◆ **DOCUMENT SECTION**
START

Rob Klavins of Oregon Wild lives in Northeast Oregon’s wolf country. He said the Imnaha Pack’s alpha male, OR-4, one of four wolves shot for livestock attacks, “became a symbol for those who revere wolves as well as for those who hate them and hate the wild.”

Eric Mortenson/Capital Press

Rob Klavins of Oregon Wild lives in Northeast Oregon’s wolf country. He said the Imnaha Pack’s alpha male, OR-4, one of four wolves shot for livestock attacks, “became a symbol for those who revere wolves as well as for those who hate them and hate the wild.”


They called him OR-4, and by some accounts he was Oregon’s biggest and baddest wolf, 97 pounds of cunning in his prime and the longtime alpha male of Wallowa County’s influential Imnaha Pack.

But OR-4 was nearly 10, old for a wolf in the wild. And his mate limped with a bad back leg. Accompanied by two yearlings, they apparently separated from the rest of the Imnaha Pack or were forced out. In March, they attacked and devoured or injured calves and sheep five times in private pastures.

So on March 31, Oregon Department of Fish and Wildlife staff boarded a helicopter, rose up and shot all four.

The decisive action by ODFW may have marked a somber turning point in the state’s work to restore wolves to the landscape. It comes on the heels of the ODFW Commission’s decision in November 2015 to take gray wolves off the state endangered species list, and just as the commission is beginning a review of the Oregon Wolf Plan, the document that governs wolf conservation and management.

Oregon Wild, the Portland-based conservation group with long involvement in the state’s wolf issue, said shooting wolves should be an “absolute last resort.”

END

◆ **THE TASK**
Answer these from the article on the wolf OR-4:
(a) How much did OR-4 weigh in his prime?
(b) On what date did Oregon Department of Fish and Wildlife staff shoot the four wolves?
(c) In what month and year did the ODFW Commission take gray wolves off the state endangered species list?

◆ **DATASET EXCERPT**
START

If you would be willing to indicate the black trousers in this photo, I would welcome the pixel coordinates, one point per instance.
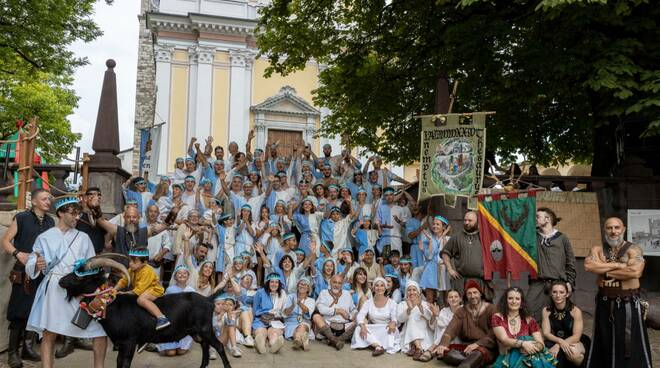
(619, 338)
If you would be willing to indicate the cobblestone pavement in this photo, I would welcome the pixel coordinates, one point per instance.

END

◆ **ANSWER BELOW**
(a) 97 pounds
(b) March 31
(c) November 2015